Collected data entries:
______________________________
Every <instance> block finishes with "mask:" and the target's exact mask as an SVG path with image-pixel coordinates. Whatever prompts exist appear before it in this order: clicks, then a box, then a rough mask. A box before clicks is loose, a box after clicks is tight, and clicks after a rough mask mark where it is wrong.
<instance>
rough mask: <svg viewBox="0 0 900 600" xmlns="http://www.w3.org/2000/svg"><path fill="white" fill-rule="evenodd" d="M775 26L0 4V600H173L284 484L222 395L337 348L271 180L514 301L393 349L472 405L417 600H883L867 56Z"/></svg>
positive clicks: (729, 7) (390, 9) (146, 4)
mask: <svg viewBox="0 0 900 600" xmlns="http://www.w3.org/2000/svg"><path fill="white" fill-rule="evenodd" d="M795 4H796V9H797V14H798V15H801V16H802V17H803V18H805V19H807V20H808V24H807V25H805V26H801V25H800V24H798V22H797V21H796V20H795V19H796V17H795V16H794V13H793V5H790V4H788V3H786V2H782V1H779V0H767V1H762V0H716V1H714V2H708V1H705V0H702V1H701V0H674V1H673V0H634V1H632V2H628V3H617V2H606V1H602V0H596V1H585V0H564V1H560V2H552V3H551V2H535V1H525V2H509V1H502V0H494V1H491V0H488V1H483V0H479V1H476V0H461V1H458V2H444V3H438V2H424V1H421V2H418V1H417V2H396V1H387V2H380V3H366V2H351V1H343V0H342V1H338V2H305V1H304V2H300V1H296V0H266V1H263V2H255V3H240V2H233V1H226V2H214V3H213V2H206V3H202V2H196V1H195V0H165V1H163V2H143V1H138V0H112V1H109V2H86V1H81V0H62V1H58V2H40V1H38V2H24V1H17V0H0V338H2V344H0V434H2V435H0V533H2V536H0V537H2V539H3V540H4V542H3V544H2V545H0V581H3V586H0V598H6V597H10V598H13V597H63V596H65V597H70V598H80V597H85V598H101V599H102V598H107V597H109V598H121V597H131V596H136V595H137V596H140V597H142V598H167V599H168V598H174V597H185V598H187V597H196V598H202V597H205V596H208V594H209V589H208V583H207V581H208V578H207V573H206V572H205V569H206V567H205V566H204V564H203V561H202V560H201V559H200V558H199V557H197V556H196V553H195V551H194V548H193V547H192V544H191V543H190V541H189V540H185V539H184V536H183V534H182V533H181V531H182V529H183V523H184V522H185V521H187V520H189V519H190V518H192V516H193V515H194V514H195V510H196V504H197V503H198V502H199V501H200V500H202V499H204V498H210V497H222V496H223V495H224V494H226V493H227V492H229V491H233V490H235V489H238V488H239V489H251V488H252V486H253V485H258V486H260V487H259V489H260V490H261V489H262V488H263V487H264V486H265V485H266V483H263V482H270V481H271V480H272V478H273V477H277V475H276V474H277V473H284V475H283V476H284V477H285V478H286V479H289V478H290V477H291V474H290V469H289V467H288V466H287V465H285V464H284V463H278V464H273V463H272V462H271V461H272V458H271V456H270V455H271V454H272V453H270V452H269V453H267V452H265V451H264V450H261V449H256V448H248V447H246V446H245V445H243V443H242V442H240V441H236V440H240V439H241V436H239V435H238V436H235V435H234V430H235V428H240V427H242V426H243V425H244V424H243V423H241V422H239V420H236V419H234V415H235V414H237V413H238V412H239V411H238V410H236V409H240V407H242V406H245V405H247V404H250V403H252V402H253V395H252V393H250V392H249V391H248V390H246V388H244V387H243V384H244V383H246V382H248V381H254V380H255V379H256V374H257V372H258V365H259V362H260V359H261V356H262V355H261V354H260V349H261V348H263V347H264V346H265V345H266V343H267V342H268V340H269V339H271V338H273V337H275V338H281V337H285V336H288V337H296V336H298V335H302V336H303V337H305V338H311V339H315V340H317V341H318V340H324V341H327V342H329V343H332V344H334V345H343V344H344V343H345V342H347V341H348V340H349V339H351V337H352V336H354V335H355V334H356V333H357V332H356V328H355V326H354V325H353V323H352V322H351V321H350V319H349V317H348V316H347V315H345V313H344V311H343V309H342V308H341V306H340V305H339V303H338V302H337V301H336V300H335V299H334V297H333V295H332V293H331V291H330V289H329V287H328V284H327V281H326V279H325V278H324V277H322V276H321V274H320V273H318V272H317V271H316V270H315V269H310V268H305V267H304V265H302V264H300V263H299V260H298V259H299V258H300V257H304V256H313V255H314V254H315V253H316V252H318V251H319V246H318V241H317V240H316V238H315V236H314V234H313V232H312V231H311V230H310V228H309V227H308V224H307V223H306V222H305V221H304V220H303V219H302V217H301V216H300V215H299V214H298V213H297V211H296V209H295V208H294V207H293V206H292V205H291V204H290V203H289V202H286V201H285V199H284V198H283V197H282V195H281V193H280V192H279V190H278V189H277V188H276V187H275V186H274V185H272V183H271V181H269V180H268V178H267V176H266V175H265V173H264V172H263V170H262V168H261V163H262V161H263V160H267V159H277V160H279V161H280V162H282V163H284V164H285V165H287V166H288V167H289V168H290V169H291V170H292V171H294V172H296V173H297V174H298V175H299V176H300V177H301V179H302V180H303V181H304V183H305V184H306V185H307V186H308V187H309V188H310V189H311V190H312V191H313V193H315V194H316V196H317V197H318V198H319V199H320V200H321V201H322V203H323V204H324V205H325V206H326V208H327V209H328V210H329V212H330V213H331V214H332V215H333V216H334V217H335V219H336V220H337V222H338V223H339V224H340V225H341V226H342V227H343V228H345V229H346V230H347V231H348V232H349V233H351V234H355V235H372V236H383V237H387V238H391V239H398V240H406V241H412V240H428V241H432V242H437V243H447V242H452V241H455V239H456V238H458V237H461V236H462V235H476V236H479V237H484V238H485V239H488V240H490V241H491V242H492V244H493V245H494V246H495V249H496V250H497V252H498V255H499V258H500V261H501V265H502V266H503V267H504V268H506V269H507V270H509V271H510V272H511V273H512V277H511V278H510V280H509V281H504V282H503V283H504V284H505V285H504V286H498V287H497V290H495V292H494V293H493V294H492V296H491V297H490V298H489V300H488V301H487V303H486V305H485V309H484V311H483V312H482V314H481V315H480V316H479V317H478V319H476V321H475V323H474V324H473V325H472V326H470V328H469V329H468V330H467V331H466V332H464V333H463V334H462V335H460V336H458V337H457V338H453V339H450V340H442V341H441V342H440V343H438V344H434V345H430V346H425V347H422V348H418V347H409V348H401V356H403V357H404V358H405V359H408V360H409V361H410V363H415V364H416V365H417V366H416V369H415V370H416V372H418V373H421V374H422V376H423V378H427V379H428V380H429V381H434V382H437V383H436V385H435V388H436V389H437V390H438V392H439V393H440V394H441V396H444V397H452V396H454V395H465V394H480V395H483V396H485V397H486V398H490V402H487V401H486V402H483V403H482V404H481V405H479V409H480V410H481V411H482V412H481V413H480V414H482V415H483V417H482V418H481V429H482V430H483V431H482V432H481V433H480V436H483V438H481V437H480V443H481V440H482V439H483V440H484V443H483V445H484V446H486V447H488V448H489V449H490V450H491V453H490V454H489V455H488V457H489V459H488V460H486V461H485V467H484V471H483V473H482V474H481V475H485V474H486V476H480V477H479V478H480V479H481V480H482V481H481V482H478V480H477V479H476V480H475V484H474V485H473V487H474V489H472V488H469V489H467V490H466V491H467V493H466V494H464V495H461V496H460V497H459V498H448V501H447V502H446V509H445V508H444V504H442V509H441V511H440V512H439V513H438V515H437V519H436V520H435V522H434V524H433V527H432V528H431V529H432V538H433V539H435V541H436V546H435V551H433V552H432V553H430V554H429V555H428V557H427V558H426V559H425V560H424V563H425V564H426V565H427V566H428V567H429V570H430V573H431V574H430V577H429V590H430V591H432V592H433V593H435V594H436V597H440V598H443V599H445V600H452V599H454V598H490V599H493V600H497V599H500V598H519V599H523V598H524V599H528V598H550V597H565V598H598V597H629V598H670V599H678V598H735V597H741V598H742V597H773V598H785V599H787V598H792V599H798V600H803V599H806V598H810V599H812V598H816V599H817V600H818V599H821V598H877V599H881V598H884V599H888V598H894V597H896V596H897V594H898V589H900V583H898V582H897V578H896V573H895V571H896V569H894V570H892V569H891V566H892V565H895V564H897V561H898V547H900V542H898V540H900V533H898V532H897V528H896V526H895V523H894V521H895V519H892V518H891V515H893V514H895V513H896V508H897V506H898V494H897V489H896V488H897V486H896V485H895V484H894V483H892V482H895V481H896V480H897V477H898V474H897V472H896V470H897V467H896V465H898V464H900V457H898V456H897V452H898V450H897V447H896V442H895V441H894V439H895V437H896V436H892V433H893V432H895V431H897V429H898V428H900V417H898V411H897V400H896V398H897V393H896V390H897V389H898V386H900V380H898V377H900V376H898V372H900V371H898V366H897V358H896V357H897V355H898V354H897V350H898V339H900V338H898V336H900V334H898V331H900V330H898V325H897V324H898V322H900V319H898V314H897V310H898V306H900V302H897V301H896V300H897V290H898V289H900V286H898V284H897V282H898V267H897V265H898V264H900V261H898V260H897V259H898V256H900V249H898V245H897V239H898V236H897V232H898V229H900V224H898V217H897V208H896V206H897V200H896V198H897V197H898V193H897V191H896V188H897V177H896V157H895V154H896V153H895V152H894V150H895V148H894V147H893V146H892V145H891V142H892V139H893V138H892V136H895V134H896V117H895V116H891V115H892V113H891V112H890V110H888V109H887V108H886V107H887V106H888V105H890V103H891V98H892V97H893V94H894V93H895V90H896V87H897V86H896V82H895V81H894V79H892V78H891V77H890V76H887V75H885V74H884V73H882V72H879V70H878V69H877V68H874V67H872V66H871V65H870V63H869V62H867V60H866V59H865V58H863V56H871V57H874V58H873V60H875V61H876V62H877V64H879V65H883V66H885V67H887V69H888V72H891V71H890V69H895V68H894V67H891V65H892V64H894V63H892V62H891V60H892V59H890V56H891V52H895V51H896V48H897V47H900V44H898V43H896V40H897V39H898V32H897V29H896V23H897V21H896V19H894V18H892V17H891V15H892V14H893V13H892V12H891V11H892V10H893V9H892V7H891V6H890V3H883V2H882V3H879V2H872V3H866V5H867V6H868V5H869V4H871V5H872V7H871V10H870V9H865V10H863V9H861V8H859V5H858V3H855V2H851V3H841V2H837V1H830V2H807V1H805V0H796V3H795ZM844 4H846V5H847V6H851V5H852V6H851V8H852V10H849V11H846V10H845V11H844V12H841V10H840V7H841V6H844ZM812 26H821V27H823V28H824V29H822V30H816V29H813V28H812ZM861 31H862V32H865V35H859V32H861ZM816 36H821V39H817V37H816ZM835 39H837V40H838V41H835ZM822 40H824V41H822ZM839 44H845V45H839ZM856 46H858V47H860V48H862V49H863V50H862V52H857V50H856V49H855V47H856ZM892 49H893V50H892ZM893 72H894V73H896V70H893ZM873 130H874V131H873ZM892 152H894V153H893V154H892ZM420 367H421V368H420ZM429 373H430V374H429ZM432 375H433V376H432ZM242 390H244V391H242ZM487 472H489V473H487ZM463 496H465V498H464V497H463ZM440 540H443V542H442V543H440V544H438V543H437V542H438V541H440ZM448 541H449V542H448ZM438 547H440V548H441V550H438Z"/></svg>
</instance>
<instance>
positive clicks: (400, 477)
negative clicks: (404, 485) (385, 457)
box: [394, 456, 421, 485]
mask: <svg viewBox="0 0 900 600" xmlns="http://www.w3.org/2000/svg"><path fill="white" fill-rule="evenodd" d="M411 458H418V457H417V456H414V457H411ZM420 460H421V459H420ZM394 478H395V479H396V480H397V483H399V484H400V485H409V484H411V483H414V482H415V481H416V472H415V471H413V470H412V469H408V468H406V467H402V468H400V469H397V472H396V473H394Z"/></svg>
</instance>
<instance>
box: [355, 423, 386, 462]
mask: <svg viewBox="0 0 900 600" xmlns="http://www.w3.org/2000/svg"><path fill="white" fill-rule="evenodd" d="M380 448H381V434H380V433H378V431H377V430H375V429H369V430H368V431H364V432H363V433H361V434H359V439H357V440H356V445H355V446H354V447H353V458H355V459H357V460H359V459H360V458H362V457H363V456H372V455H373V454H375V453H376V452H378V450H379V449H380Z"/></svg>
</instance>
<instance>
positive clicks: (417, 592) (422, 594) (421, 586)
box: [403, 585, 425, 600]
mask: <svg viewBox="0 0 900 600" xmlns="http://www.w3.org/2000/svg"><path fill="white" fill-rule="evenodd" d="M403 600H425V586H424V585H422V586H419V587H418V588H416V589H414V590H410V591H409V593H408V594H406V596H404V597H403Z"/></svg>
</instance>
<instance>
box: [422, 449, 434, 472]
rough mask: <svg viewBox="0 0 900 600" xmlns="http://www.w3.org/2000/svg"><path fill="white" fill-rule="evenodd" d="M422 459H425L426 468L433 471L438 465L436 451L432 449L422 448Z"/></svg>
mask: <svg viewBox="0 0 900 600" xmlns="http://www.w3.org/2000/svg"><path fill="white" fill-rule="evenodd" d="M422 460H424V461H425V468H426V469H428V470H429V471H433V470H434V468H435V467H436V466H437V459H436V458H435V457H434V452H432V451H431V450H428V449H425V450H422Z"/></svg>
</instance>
______________________________
WHAT IS BEING ASKED:
Tally the lines in the rows above that contain the string "positive", matching case exactly. Reply with the number only.

EXERCISE RESULT:
3